# [TASK BRIEF]
For this exercise, restate the records word for word.

# [RECORDED INFORMATION]

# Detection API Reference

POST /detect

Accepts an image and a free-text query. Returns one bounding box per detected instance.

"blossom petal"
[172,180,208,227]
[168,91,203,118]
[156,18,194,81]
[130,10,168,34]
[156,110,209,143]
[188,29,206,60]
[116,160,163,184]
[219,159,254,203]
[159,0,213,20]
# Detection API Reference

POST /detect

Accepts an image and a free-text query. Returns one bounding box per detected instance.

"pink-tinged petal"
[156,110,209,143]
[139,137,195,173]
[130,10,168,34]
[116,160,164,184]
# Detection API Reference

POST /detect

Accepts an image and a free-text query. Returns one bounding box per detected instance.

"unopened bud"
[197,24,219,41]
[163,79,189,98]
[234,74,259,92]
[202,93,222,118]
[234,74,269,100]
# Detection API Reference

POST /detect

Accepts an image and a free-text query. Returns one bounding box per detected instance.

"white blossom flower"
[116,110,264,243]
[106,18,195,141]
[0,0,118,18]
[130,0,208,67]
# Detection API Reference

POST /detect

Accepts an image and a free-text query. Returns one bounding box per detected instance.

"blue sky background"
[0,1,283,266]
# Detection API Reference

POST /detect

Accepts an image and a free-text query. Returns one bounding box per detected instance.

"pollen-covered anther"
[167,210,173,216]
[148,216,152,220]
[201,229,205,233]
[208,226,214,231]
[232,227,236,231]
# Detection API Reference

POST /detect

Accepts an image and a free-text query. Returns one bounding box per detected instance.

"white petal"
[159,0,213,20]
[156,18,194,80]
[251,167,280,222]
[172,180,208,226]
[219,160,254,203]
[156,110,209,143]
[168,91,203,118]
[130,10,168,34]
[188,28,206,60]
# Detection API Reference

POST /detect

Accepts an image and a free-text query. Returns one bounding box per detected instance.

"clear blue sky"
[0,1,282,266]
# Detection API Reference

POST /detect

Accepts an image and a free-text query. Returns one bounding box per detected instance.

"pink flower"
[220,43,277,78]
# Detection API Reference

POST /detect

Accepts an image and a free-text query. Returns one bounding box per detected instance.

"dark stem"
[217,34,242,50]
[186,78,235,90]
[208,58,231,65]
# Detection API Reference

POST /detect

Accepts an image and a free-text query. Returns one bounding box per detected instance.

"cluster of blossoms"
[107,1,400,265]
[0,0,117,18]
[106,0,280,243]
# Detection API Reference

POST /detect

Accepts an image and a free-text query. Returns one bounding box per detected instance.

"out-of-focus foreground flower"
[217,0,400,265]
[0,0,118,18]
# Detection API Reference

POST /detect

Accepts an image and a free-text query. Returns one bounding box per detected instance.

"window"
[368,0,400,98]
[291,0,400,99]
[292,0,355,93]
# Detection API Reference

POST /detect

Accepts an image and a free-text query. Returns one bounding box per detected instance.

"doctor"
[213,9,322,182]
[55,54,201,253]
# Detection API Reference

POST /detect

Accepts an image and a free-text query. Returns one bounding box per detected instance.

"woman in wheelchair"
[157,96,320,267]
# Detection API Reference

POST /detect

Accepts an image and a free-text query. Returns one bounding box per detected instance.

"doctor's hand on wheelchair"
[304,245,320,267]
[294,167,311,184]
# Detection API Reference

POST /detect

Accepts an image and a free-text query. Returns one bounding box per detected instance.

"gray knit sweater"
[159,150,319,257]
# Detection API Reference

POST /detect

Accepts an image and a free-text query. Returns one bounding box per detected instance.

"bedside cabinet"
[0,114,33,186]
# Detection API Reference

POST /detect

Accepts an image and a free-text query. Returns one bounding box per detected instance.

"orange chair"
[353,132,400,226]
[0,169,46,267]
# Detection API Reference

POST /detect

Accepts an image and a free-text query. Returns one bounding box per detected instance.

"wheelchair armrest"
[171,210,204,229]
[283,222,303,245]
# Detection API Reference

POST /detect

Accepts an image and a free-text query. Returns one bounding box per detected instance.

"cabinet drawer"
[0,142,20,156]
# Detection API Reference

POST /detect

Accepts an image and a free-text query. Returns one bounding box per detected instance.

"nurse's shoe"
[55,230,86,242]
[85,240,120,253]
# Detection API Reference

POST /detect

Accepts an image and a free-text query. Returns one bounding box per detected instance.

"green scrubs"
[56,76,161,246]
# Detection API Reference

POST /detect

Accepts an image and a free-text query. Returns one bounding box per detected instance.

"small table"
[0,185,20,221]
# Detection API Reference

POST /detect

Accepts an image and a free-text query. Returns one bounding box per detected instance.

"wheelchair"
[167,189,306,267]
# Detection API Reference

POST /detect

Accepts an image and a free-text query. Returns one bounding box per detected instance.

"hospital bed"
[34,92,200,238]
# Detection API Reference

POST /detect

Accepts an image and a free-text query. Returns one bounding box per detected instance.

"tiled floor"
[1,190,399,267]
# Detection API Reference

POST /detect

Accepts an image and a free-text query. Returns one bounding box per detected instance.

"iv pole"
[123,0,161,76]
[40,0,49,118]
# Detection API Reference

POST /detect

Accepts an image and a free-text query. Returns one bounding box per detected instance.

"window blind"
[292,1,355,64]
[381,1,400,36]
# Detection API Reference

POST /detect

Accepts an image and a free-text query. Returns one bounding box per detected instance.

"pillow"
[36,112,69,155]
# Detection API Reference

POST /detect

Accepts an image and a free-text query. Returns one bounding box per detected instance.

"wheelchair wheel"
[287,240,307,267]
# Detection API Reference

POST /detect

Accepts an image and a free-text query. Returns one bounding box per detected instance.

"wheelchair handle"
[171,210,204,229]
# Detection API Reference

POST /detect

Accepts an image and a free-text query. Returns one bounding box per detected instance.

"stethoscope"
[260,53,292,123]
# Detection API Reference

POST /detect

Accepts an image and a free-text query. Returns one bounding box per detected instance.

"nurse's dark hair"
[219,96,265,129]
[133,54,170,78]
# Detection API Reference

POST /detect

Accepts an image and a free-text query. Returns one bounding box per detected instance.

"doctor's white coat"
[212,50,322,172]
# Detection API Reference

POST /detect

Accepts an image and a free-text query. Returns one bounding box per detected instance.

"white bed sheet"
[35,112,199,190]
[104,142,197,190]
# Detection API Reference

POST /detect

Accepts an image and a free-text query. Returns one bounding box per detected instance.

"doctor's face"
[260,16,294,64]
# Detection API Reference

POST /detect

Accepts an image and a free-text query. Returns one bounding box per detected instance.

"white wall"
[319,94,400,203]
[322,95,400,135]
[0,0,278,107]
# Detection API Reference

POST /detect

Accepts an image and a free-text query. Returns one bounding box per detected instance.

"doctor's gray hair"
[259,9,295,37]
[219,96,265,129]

# [TASK ANSWER]
# Detection API Reference

POST /detect

Accepts an image and a free-text query. Returns one bounding box per detected instance.

"blossom petal"
[172,180,208,227]
[168,91,203,118]
[156,18,194,81]
[130,10,168,34]
[156,110,209,143]
[188,29,206,60]
[116,160,163,184]
[219,159,254,203]
[159,0,213,20]
# Detection API Reference

POST /detect

Accepts an image and a free-text query. Returns one bounding box per detected instance.

"pink-tinged petal"
[156,110,209,143]
[139,137,195,173]
[130,10,168,34]
[116,160,164,184]
# Detection API Reference

POST /detect

Accepts an image and a free-text query. Returns one bounding box per detected instance.

"unopened bud"
[197,24,219,41]
[163,79,189,98]
[234,74,259,92]
[202,93,222,118]
[234,74,269,100]
# Detection API Reference

POST /detect

Accepts an image and a free-text query. Returns one bounding box per detected instance.

"white blossom flower"
[116,110,264,243]
[106,18,195,141]
[0,0,118,18]
[130,0,208,67]
# Detection API Reference

POST /detect

Accepts an image and a free-text query. Returns one bounding box per detected instance.

"blue sky background"
[0,1,283,266]
# Detection API Reference

POST /detect

Accepts an image and a free-text query. Returns one bounding box per detected instance.

"pollen-covered anther"
[167,210,173,216]
[148,216,152,220]
[201,229,205,233]
[208,226,214,231]
[232,227,236,231]
# Detection API Reference

POST /detect

Accepts an image and a free-text query. Returns one bounding box per detected instance.

"white petal"
[159,0,213,20]
[156,18,194,80]
[251,167,280,222]
[172,180,208,226]
[219,160,254,203]
[156,110,209,143]
[168,91,203,118]
[130,10,168,34]
[188,28,206,60]
# Detection API Reference

POST /detect

Accepts an image and a free-text query. Returns one bounding box per detected instance.

"clear blue sky"
[0,1,282,266]
# Detection API Reference

POST /detect

Accepts an image and a free-text query. Returns one bounding box per detected instance.

"pink flower"
[220,43,277,78]
# Detection API Reference

POST /detect

Accepts an image and a free-text query. Returns one bounding box per detected instance.

"dark stem"
[217,34,242,50]
[186,78,235,90]
[208,58,231,65]
# Detection API Reference

POST /detect

Accepts an image and a free-text query. Returns one bounding box per detected instance.

"cluster of blossoms"
[107,1,400,265]
[0,0,117,18]
[106,0,280,243]
# Detection API Reference

POST /detect

Accepts an image and a free-text query. Returns one bounding box per detected instance.

"out-of-focus foreground flower"
[217,0,400,265]
[0,0,118,18]
# Detection API Reference

POST /detect

Accepts an image and a free-text query. Returns one bounding box per detected instance.

"window"
[368,0,400,98]
[291,0,400,99]
[292,0,355,93]
# Detection API Reference

POST /detect

Accepts an image and a free-text query. Returns one bounding box per detected instance.

"doctor"
[213,9,322,182]
[55,54,201,253]
# Detection API Reference

POST /detect

Accepts an image and a free-text query. Returns one bounding box per detected instance.

"woman in wheelchair"
[157,96,320,267]
# Detection API Reference

POST /detect

Accepts an image and a free-text query. Returns one bounding box per detected instance.

"doctor's hand on wheelchair"
[304,245,320,267]
[294,167,311,184]
# Detection API Reference

POST /detect

Accepts an image and a free-text query. Returns one bounding box per detected instance.

"gray knit sweater"
[159,150,319,257]
# Detection API Reference

POST /detect

Accepts an image and a free-text query. Returns one bounding box per detected instance.

"bedside cabinet"
[0,114,33,186]
# Detection API Reference

POST /detect

Accepts an image and a free-text query. Returns one bounding box per detected instance.

"orange chair"
[353,132,400,226]
[0,169,46,267]
# Detection API Reference

POST /detect

Accepts an image and a free-text query. Returns one bounding box per detected instance.

"wheelchair armrest"
[171,210,204,229]
[283,222,303,245]
# Detection API Reference

POST /detect

Accepts an image and a free-text query. Returns one bounding box per detected instance.

"cabinet drawer"
[0,142,20,156]
# Detection API Reference

POST /detect

Accepts an image and a free-text query. Returns one bounding box per detected instance.

"nurse's shoe"
[55,230,86,242]
[85,240,120,253]
# Detection API Reference

POST /detect

Accepts an image and a free-text query. Returns one bounding box per detected instance.

"green scrubs"
[56,76,161,246]
# Detection API Reference

POST /detect

Accepts an image and a free-text query. Returns one bounding box per detected instance.

"small table"
[0,185,20,221]
# Detection API Reference

POST /detect

Accepts an image and a free-text query. Returns one bounding box per detected instance.

"wheelchair"
[167,189,306,267]
# Detection API Reference

POST /detect

Accepts an image and a free-text query. Returns one bounding box per detected instance.

"hospital bed"
[34,92,200,238]
# Detection API Reference

POST /detect

Accepts an image and a free-text query. Returns one bounding box per detected instance.

"tiled floor"
[1,190,399,267]
# Detection API Reference

POST /detect

Accepts an image and a free-text query. Returns one bounding box per detected instance.

"iv pole"
[123,0,161,76]
[40,0,49,118]
# Detection API Reference

POST /detect

Accepts an image and a free-text query. Returns one bounding box per detected instance.

"window blind"
[292,1,355,64]
[381,1,400,36]
# Detection API Reference

POST /detect

Accepts an image and a free-text query. Returns one bounding box per detected instance.

"pillow"
[36,112,69,155]
# Detection API Reference

POST /detect

Accepts an image and a free-text query. Returns one bounding box per detected instance.

"wheelchair wheel"
[287,240,307,267]
# Detection API Reference

POST /detect

Accepts an image and a free-text query. Returns one bounding box per detected instance.

"wheelchair handle"
[171,210,204,229]
# Detection API Reference

POST /detect

Accepts an image and a free-text query. Returns one bounding box per detected instance.

"stethoscope"
[260,53,292,123]
# Detection API Reference

POST /detect

Accepts an image and a free-text query. Returns one bounding box per detected instance.

"nurse's dark hair"
[219,96,265,129]
[133,54,170,78]
# Detection API Reference

POST /detect

Accepts an image and a free-text query. Returns one bounding box per detected instance.

"doctor's white coat"
[212,50,322,172]
# Detection API Reference

POST /detect

Accepts an image and a free-text query. Returns one bounding box per detected instance.

"white bed sheet"
[35,112,199,190]
[104,142,197,190]
# Detection API Reference

POST /detect

Accepts an image and a free-text query. Returns one bounding box per detected instance.

"doctor's face"
[260,16,294,64]
# Detection API Reference

POST /detect

Accepts an image and a free-text query. Returns one bounding box per detected instance.

"white wall"
[319,94,400,203]
[322,95,400,135]
[0,0,278,107]
# Detection API Reference

POST /detect

Accepts an image and a free-text query. Returns one bounding box per detected instance.

"doctor's gray hair"
[259,9,295,37]
[219,96,265,129]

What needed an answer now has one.